◆ **Given task 1**: Can you print the passage on interpreting autofocus test results word for word, from "(Frankly, it could" up to and including "at another example..."?
◆ **Given task 2**: Would you carry on the passage on interpreting autofocus test results from the point where it stops?

◆ **Article**:

6. Interpreting the Results

After taking the shots, I load them into Adobe Lightroom and make a couple of quick adjustments to make the results a bit easier to see (I convert them to grayscale, and adjust the contrast a bit to accentuate the low-contrast region). Lightroom is excellent for this because it lets me quickly zoom and pan on an image (more quickly even than Photoshop), and to quickly flip back and forth among multiple images.

In interpreting the results, I look at both the vertical progression of the lines, and the numbers that run up and down the sides. Consider this example:

Perfect autofocus results, as seen with Jeffrey's Autofocus Test Chart
Nikon D200 + Nikkor 17-55 f/2.8 @ 55mm — 1/3000 sec, f/2.8, ISO 100 — full exif
The Clear Area is Clearly Clear

The depth of field here is only about 8 millimeters (a third of an inch), so it's fairly easy to see the effects on the chart as it slices through the in-focus region. The more clearly focused parts of the vertical lines seem to be properly centered on the target stripe, and comparable numbers (e.g. the left-side “2” above the midline and the left-side “2” below the midline) seem to be about equally fuzzy.

Actually, in this case, there might be the slightest bit more sharpness to the numbers above the midline, but it's so slight that it could well be because the autofocus picked the top edge of the target stripe rather than the bottom edge. That's how good the autofocus was with this shot.

(Frankly, it could be that the bottom sets of numbers have the slight edge in sharpness.... the more I stare, the fuzzier everything becomes!)

Let's look at another example...

Perfect autofocus
results with a low angle-of-attack view of Jeffrey's Autofocus Test Chart
Nikon D200 + Nikkor 17-55 f/2.8 @ 17mm — 1/6000 sec, f/2.8, ISO 100 — full exif
A Low Angle of Attack

Here, the depth of field is almost 10 times larger (7.6 centimeters; 3 inches), which makes it more difficult to draw conclusions from the vertical lines. In this case, I focus more on the numbers (haha, I'm so witty). Clicking through to the larger version and comparing the two “5” above with the two “5” below, they feel fairly close in their fuzziness, although the upper pair are a bit sharper. In this case, that's to be expected because we're close enough to the chart that the depth of field is not evenly distributed in front of and behind the focus point: about 3.5 centimeters are in front, and 4.1 behind.

[Boundary labeling material]
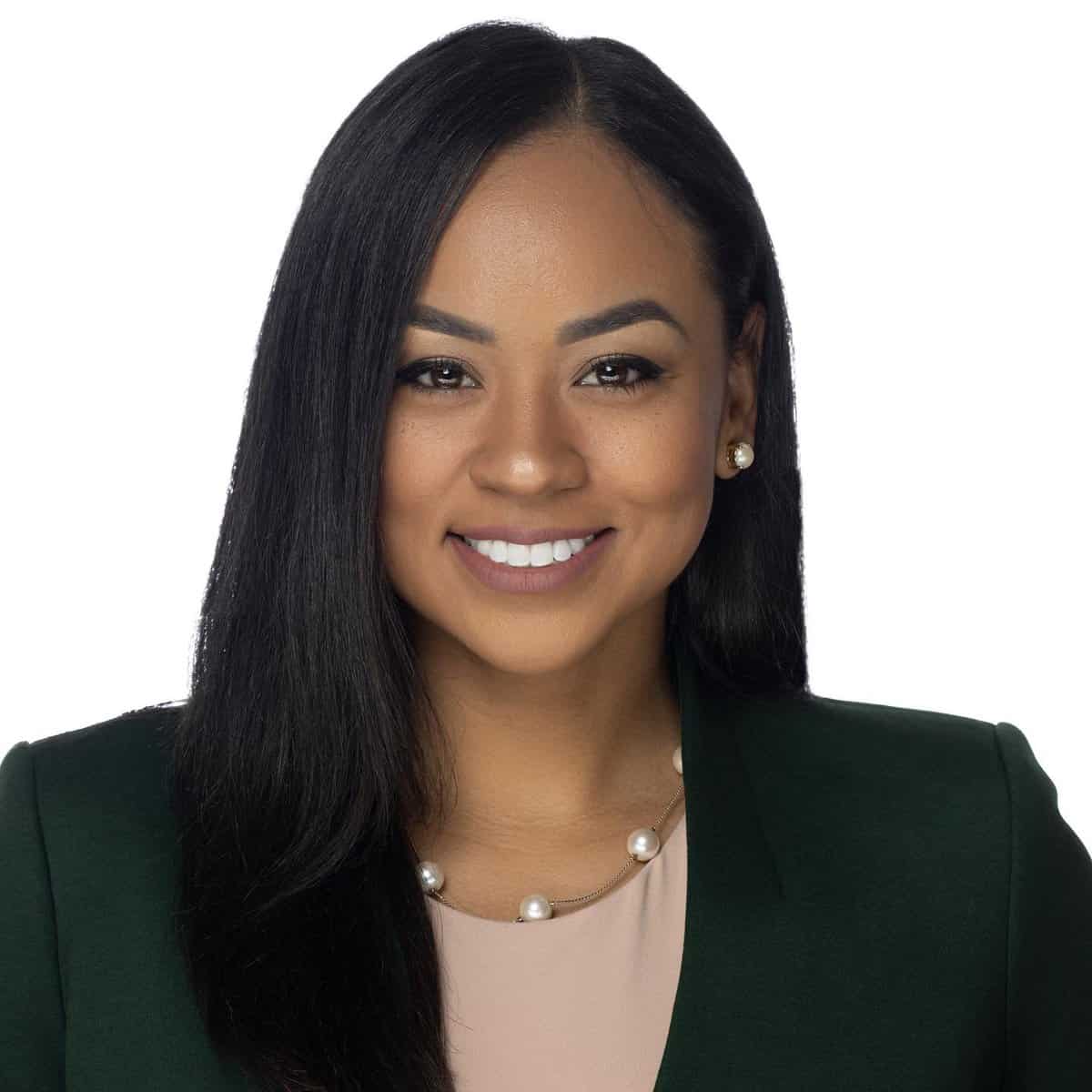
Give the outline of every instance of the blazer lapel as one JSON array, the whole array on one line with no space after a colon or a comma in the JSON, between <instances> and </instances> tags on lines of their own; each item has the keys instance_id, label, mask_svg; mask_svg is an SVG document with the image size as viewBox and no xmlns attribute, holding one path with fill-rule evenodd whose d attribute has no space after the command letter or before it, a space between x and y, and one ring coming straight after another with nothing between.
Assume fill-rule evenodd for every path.
<instances>
[{"instance_id":1,"label":"blazer lapel","mask_svg":"<svg viewBox=\"0 0 1092 1092\"><path fill-rule=\"evenodd\" d=\"M732 1059L747 1055L757 1024L769 1032L775 1018L762 999L778 996L771 978L784 892L736 735L771 704L717 687L681 640L673 662L687 808L686 927L653 1092L695 1092L727 1087Z\"/></svg>"}]
</instances>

◆ **Answer 1**:
(Frankly, it could be that the bottom sets of numbers have the slight edge in sharpness.... the more I stare, the fuzzier everything becomes!)

Let's look at another example...

◆ **Answer 2**:
Depth of Field Measurements

Pedantically speaking, “Depth of Field” doesn't really refer to the region that's “in focus”, but rather, “of acceptable focus.” The difference reflects the fact that as you move in front or behind the focus point, the focus starts tapering off immediately, and continues to do so indefinitely. What's considered “acceptable focus” changes depending on the intended use and the resolution of the medium capturing the image (that means, among other things, that the depth-of-field calculations are camera dependent). The current Wikipedia page on Depth of Field has a good presentation of the concepts.

My Online Exif Viewer reports on the depth of field if the image data contains all the requisite data required to compute it. Some of this data is in the Maker Notes section of metadata, which Photoshop strips, so for best results, check with an original straight-out-of-the-camera image.

A Few More Samples

Here are a few more samples to inspect. As with most images on this post (and on my blog, for that matter), clicking through on the image brings you to a larger version.

An example of autofocus back focus, as seen with Jeffrey's Autofocus Test Chart

At first glance this one might appear to be okay because the target is clearly focused, but comparing, for example, the lower-left “4” with the upper-left “4”, shows that there's a bit of back focus here.

This was taken with a 200mm lens from a medium-close distance (about three yards), which results in a depth of field evenly split on either side of the focus point. Had it been taken with a short focal length at a close distance, it's possible that the depth of field would start to skew more toward the rear, and as such, a result like this might be expected. That's not the case here, so this shows back focus.

An example of severe autofocus front focus, as seen with Jeffrey's Autofocus Test Chart

Some pretty severe front focus

An example of autofocus front focus, as seen with Jeffrey's Autofocus Test Chart

Front focus

An example of severe autofocus back focus, as seen with Jeffrey's Autofocus Test Chart

Severe back focus

7. Conclusion

I would expect that the only people who actually read this far are those suffering from really bad autofocus problems, and are desperate to understand them. You have my sympathy, and I hope that my test chart and what I've so verbosely presented here are helpful.

The 30 most-recent comments (out of 174; see all), most recent last...

Jeffrey – Many thanks for the awesome tool! Just tested my “new” Nikkor 80-200mm AF 2.8. Old lens, I know. Based on my testing, there is quite a bit of back focus with my D7000 body (focused strip is around the top 8,9,10,11 area on your test chart). HOWEVER, when I use the AF Fine Tuning available on my D7000, I see absolutely no effect. Results are identical with or without the AF Tuning (set at -10 for back focus). Is this an indication of a lens issue, or is there a setting on the D7000 I am overlooking? AF Fine Tune is set to ON, and the value of -10 is saved, and in effect only when my 800-200mm is attached. Does your numbering scale correlate to the AF Tune settings in any way? Any help is greatly appreciated!

— comment by Greg Clayton on May 11th, 2014 at 1:34am JST (1 year, 5 months ago) comment permalink

Follow-up – cranking the AF Tune setting to the maximum back focus correction value of -20 did bring the focused strip into the 6,7,8 range. Can’t go any lower with the setting on the D7000, so I guess that’s the best it will ever be…. unless lens maintenance could improve the situation. Any advice?
Thanks again!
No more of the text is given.